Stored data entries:
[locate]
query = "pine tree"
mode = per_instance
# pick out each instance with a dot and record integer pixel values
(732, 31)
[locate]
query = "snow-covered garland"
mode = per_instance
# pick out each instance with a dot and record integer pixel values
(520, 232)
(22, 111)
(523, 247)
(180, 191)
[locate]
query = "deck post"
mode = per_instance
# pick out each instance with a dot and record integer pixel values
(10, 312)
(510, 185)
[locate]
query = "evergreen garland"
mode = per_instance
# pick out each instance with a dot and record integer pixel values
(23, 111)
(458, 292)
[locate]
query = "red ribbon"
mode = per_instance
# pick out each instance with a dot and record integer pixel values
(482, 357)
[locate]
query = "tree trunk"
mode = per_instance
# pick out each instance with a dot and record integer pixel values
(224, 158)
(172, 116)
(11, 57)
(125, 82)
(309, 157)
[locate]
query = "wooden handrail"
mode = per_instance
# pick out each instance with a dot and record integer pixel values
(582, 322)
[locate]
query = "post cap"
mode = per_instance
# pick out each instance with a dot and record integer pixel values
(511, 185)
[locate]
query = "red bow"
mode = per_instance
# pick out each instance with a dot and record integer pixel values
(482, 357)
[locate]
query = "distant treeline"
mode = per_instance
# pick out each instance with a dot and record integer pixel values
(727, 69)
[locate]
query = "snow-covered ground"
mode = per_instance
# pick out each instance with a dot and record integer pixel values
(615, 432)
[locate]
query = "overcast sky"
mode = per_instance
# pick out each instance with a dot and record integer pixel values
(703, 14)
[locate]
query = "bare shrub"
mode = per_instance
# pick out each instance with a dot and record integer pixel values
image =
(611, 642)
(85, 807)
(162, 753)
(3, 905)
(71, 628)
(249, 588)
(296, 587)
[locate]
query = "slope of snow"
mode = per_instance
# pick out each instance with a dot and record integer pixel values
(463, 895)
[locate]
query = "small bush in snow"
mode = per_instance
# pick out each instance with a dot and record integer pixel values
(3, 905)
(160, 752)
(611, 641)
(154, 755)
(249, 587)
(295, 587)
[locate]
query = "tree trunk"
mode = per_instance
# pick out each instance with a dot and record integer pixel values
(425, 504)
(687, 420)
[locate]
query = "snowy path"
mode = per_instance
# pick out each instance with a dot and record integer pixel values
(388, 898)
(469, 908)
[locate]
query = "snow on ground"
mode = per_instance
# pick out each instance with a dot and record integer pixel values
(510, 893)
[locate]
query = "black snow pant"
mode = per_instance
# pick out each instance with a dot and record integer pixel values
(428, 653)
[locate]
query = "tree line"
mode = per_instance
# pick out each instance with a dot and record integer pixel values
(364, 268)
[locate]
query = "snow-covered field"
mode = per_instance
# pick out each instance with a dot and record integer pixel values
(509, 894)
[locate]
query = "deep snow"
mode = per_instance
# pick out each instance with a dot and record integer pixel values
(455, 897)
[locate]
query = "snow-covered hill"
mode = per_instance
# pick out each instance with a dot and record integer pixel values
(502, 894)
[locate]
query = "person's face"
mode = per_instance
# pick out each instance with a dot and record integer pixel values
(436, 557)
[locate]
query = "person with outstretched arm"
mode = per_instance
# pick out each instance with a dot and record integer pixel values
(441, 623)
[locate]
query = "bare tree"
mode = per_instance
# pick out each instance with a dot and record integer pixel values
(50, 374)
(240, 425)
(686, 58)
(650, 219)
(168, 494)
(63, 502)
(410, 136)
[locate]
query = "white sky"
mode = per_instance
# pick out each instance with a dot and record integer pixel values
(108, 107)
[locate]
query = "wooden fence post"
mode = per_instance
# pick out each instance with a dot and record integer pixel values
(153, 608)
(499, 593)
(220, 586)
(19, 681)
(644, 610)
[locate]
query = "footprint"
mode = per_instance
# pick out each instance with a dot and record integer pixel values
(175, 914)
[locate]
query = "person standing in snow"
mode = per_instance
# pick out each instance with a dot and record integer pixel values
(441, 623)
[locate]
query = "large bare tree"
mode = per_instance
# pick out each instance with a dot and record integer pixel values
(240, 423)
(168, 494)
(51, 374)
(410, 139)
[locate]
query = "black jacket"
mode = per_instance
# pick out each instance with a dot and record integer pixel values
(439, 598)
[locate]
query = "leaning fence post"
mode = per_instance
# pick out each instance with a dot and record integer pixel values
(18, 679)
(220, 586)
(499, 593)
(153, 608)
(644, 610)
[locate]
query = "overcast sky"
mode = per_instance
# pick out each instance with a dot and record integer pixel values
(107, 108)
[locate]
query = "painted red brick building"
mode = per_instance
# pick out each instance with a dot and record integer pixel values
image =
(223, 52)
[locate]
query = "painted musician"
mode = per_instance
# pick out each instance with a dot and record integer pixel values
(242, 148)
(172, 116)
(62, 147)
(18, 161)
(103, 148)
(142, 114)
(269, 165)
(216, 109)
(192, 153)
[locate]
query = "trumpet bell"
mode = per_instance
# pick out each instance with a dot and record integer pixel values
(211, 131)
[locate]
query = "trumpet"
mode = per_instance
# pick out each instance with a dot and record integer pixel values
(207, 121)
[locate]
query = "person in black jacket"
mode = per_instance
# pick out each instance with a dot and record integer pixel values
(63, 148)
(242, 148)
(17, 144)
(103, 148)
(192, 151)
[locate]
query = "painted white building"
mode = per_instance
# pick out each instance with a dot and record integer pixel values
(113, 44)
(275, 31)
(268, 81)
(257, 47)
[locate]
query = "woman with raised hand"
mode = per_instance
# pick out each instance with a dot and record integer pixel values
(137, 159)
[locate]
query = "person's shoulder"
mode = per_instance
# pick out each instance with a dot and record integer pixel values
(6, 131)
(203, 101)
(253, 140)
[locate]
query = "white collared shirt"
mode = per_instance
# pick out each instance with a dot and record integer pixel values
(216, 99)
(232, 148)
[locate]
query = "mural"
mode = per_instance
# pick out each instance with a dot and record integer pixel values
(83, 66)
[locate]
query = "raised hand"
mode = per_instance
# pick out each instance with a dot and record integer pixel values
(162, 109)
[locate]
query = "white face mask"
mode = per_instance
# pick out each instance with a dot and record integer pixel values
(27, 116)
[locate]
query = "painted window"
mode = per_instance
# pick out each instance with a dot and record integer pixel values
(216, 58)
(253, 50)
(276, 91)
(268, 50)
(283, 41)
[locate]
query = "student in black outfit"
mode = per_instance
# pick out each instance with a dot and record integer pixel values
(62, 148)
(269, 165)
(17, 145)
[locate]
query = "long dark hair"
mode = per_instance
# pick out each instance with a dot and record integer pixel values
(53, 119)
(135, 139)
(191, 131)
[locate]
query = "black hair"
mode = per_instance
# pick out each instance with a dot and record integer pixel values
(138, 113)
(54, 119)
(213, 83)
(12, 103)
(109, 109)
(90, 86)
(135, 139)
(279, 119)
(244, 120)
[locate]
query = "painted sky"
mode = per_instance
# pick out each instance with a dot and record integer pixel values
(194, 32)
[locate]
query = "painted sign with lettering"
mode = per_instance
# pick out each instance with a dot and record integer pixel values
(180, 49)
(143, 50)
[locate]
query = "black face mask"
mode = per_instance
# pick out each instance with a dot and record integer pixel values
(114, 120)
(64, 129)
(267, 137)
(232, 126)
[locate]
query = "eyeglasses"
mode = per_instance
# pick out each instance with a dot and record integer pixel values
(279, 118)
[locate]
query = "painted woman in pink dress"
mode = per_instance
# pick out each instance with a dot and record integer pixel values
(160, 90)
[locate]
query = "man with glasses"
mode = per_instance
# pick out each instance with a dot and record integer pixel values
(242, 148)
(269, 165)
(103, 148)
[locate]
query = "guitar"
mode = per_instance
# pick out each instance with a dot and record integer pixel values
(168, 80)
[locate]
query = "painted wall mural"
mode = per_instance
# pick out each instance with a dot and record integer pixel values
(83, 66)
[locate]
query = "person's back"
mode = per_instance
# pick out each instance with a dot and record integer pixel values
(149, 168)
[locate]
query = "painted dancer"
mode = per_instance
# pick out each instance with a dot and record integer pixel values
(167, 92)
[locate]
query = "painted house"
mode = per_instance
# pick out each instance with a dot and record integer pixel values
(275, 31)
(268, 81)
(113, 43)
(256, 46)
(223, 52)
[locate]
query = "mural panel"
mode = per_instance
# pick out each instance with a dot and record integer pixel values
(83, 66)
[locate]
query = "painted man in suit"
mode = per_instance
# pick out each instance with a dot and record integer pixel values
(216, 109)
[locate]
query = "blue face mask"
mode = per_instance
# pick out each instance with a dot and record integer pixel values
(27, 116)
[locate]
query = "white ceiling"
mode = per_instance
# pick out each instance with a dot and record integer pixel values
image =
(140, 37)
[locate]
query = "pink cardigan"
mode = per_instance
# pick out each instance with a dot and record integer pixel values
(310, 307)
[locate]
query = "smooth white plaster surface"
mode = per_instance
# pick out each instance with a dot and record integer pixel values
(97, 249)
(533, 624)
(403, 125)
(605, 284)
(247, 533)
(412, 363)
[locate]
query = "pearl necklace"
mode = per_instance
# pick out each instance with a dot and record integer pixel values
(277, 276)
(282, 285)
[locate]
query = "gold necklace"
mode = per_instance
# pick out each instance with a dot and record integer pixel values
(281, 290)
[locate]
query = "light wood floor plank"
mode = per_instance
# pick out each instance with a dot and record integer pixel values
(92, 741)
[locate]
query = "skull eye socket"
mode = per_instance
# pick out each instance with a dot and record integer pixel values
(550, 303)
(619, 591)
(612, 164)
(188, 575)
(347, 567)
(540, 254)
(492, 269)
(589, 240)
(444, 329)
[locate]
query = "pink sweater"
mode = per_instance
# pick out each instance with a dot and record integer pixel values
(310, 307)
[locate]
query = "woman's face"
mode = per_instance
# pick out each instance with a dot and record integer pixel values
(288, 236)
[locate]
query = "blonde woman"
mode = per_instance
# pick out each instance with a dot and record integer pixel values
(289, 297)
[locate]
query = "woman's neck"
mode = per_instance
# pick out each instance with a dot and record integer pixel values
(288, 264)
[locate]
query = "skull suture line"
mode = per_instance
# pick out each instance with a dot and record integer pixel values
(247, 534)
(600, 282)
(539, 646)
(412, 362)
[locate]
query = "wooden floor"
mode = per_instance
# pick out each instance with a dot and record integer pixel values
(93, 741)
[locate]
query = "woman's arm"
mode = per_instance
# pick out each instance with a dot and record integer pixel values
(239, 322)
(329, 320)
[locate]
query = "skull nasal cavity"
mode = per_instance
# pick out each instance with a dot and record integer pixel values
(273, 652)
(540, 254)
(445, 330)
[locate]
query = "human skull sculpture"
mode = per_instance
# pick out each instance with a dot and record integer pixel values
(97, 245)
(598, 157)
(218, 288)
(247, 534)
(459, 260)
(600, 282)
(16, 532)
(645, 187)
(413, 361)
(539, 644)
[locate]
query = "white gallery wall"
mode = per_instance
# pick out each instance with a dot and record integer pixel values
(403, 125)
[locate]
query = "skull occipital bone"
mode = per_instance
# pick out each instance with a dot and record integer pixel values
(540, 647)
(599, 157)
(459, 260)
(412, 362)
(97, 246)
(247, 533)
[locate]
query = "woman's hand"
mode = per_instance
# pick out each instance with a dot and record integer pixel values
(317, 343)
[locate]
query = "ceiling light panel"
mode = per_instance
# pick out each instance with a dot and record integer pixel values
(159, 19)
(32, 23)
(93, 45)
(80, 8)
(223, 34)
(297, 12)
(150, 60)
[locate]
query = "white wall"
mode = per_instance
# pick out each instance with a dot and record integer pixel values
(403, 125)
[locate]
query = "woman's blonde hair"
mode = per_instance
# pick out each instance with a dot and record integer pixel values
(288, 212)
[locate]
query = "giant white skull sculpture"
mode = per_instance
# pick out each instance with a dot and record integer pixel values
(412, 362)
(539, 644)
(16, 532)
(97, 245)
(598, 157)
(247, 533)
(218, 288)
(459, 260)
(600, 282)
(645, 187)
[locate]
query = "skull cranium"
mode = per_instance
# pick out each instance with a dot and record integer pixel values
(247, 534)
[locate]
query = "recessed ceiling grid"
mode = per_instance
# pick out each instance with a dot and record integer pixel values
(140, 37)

## Task description
Every line above in which the word "blonde" occurs is to be copied.

## Result of the task
query = "blonde woman"
query = "woman's blonde hair"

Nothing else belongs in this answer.